• [Do this]: Please copy everything from the line containing "the monk's robe" down to the end of the records, switching "robe fold" to "robe crease" and leaving the rest unchanged.

• [Dataset]:
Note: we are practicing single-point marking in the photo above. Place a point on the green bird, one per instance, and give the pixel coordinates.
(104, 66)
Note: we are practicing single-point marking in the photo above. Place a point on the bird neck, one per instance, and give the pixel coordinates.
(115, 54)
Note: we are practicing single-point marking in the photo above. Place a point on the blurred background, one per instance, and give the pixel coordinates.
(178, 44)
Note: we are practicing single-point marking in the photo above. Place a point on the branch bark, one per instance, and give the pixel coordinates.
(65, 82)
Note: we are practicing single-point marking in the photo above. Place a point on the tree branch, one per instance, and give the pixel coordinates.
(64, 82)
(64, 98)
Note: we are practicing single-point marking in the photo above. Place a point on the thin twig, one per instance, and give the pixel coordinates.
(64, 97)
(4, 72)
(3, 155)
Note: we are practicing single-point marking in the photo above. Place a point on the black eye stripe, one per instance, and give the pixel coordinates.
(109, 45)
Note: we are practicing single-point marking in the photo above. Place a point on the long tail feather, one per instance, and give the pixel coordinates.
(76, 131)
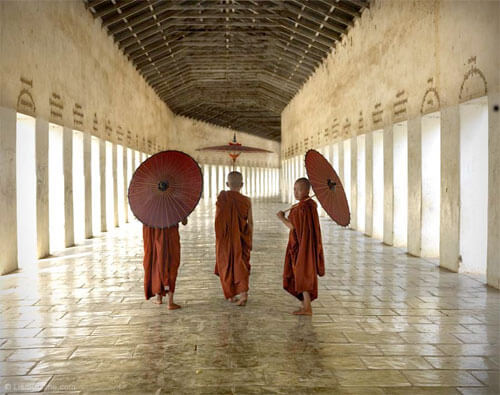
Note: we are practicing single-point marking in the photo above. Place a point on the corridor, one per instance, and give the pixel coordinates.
(384, 321)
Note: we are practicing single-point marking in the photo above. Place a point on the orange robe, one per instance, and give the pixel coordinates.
(233, 242)
(162, 256)
(304, 259)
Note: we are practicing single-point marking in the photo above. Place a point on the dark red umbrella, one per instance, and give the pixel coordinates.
(234, 149)
(165, 189)
(327, 187)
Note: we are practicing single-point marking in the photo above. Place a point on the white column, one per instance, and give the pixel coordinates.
(263, 182)
(8, 198)
(449, 243)
(388, 185)
(340, 159)
(115, 185)
(87, 172)
(354, 183)
(493, 259)
(125, 184)
(69, 227)
(102, 172)
(369, 183)
(414, 185)
(42, 187)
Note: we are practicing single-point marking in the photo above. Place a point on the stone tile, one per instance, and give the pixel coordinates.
(422, 391)
(12, 384)
(98, 353)
(15, 368)
(399, 363)
(480, 350)
(36, 354)
(410, 349)
(32, 342)
(367, 378)
(4, 354)
(66, 367)
(467, 363)
(374, 337)
(88, 329)
(457, 378)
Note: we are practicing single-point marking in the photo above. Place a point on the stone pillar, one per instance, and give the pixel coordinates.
(493, 257)
(42, 187)
(102, 171)
(354, 183)
(415, 186)
(369, 183)
(69, 228)
(449, 243)
(388, 185)
(216, 181)
(125, 185)
(8, 193)
(115, 185)
(262, 182)
(341, 161)
(87, 174)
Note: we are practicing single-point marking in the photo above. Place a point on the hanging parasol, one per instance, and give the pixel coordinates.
(234, 149)
(327, 188)
(165, 189)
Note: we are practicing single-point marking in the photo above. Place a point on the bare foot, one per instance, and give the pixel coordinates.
(242, 302)
(302, 312)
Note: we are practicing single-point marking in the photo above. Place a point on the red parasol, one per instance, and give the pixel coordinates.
(327, 187)
(165, 189)
(234, 149)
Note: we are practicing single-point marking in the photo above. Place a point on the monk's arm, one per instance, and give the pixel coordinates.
(288, 224)
(250, 222)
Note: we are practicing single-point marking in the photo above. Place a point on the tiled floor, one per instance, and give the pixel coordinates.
(384, 322)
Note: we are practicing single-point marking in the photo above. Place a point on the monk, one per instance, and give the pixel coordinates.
(233, 240)
(304, 259)
(162, 257)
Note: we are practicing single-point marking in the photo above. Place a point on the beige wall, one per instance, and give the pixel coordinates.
(192, 134)
(397, 53)
(58, 64)
(401, 60)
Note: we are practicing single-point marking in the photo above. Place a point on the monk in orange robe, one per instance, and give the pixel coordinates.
(304, 259)
(233, 240)
(162, 257)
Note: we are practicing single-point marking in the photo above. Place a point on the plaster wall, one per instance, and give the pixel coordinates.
(401, 59)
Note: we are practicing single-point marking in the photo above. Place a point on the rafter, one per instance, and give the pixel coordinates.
(235, 63)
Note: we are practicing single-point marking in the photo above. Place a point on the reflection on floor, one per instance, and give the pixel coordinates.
(383, 322)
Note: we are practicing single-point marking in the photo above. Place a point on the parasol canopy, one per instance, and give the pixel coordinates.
(165, 189)
(234, 149)
(327, 187)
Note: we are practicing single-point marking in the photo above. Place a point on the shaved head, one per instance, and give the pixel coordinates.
(234, 179)
(304, 182)
(301, 188)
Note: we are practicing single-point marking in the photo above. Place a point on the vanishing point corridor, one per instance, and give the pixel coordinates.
(384, 321)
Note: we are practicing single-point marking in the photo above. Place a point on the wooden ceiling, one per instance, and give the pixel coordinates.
(233, 63)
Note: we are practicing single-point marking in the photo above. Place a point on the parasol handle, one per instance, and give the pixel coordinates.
(296, 204)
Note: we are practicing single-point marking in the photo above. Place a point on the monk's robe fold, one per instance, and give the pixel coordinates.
(304, 259)
(162, 256)
(233, 242)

• [Result for this exercise]:
Note: we are practicing single-point marking in the photo above. Place a point on the monk's robe crease, one per instance, and give the pixel coordinates.
(304, 259)
(162, 256)
(233, 242)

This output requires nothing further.